GOAL OF THE EXERCISE
Extract verbatim every line from the one containing "of the yellow" to the final line of the records below, inclusive, and exclude all pictures.

INFORMATION PROVIDED
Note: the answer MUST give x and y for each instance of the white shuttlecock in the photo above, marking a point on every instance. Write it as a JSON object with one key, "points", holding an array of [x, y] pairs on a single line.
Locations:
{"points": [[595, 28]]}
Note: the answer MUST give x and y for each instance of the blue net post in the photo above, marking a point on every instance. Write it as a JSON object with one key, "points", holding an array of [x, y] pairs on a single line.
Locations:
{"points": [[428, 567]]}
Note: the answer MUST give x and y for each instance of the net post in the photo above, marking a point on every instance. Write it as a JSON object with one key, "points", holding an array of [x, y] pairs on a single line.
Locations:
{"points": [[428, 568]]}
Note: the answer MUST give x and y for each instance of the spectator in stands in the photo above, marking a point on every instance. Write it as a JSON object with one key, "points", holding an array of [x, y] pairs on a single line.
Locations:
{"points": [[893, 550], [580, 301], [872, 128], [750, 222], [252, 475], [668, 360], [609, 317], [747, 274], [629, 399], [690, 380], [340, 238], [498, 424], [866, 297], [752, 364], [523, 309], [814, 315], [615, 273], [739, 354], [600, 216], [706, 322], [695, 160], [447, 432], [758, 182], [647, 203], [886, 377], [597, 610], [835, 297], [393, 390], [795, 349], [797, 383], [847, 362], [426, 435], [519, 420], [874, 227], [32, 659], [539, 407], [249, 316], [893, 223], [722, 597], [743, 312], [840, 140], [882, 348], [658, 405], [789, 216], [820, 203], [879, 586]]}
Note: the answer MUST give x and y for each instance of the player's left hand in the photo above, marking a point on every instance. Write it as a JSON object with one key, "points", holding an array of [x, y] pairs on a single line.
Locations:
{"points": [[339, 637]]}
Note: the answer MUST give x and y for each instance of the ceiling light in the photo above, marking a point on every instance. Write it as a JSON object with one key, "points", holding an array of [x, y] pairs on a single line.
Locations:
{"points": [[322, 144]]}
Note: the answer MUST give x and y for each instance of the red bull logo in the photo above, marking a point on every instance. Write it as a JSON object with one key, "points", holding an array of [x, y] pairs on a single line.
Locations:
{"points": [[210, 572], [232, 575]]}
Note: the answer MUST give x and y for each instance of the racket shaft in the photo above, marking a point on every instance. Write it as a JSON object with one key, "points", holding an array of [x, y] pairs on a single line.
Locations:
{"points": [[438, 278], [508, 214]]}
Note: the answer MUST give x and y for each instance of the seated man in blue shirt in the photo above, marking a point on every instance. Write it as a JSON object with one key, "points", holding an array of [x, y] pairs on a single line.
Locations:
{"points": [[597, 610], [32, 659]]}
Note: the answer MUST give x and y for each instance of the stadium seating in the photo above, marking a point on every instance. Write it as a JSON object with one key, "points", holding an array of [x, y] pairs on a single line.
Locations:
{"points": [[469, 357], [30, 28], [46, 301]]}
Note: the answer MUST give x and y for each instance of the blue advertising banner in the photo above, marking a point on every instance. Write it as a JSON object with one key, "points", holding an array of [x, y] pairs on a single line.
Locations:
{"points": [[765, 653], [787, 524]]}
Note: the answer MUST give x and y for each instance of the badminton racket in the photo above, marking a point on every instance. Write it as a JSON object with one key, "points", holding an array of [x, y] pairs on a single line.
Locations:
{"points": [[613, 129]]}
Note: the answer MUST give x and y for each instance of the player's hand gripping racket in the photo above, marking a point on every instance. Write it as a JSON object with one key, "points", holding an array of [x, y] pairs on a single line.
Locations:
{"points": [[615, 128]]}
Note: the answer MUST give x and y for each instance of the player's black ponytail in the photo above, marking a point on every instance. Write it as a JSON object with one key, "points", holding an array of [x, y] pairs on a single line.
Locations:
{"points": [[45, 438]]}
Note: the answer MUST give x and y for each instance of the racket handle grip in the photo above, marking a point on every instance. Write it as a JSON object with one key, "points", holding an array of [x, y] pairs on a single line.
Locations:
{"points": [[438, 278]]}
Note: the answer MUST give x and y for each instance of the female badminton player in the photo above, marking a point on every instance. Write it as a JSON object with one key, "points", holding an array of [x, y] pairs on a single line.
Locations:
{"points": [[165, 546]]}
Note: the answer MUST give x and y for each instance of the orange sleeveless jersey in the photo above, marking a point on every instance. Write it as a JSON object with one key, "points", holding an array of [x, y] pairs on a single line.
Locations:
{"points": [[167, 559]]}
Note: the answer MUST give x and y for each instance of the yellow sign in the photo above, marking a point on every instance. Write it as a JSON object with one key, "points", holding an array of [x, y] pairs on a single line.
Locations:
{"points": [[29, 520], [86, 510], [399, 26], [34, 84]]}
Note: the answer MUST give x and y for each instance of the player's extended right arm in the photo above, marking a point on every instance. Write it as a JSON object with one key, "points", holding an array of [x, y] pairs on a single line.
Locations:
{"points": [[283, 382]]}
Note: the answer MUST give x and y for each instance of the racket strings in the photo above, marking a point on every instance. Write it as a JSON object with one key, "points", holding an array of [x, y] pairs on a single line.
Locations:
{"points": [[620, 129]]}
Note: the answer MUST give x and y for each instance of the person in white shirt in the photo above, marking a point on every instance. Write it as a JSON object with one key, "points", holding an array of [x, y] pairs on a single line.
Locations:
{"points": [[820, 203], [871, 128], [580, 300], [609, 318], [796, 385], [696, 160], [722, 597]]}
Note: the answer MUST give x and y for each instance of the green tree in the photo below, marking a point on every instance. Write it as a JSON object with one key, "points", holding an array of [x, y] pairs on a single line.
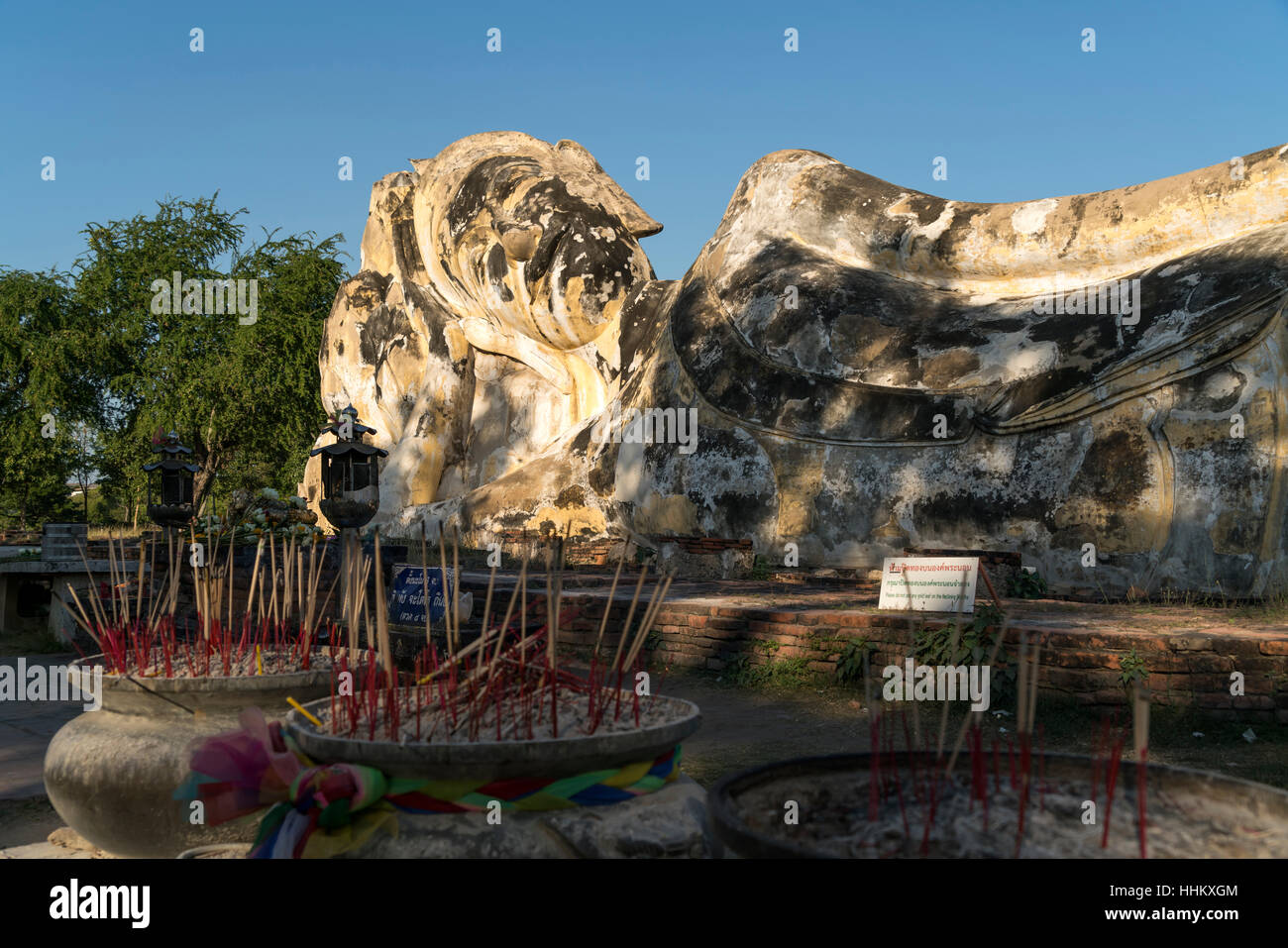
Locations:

ANSWER TO THIS EXERCISE
Note: the answer MUST give x and y for each instance of the yellow sign in the photo above, marking a point on every instance. Write it as a JSON object with one key, "points", holding an array of [x, y] pairs on a single line.
Locations:
{"points": [[29, 520], [86, 510], [399, 26], [34, 84]]}
Note: the answer MUST give x and y for each instance of the player's extended right arm in the photo above, marking a point on every instance. Write it as a JSON object with one key, "points", holding an array of [x, y] pairs on a single line.
Locations:
{"points": [[283, 382]]}
Note: the answer MUST give x and y for each instance of the racket strings in the photo above, marking a point on every instance. Write it as a JSON object with one key, "points", holding an array of [x, y] pairs on a single line.
Locations:
{"points": [[620, 129]]}
Note: the answer MUST give x and y for each instance of the person in white shirt in the photo above, marking a point on every instance. Write it as a JSON object with one key, "points", holding an array of [x, y] pairs on a single line.
Locations:
{"points": [[820, 203], [871, 128], [580, 300], [609, 318], [796, 385], [696, 160], [722, 597]]}
Note: the answer MUST give x and y for each instance of the green tree in the photo below, marking a point on every instance. Write it as a JSON object with one key, "points", holding an array of [x, y] pairs on a single line.
Locations:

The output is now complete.